# [Your instructions]
Take the line that contains "per_instance=true" and all lines after it, up to and including the last line of the data, and write them out exactly; nothing else belongs in the answer.

# [Records provided]
┄┄┄┄┄┄┄┄┄┄

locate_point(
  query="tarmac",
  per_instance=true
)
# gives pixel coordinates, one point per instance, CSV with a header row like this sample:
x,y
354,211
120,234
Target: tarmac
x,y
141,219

┄┄┄┄┄┄┄┄┄┄

# [Solution to this problem]
  per_instance=true
)
# gives pixel coordinates, one point per instance, CSV with a header row like this sample:
x,y
354,211
120,234
Target: tarmac
x,y
141,219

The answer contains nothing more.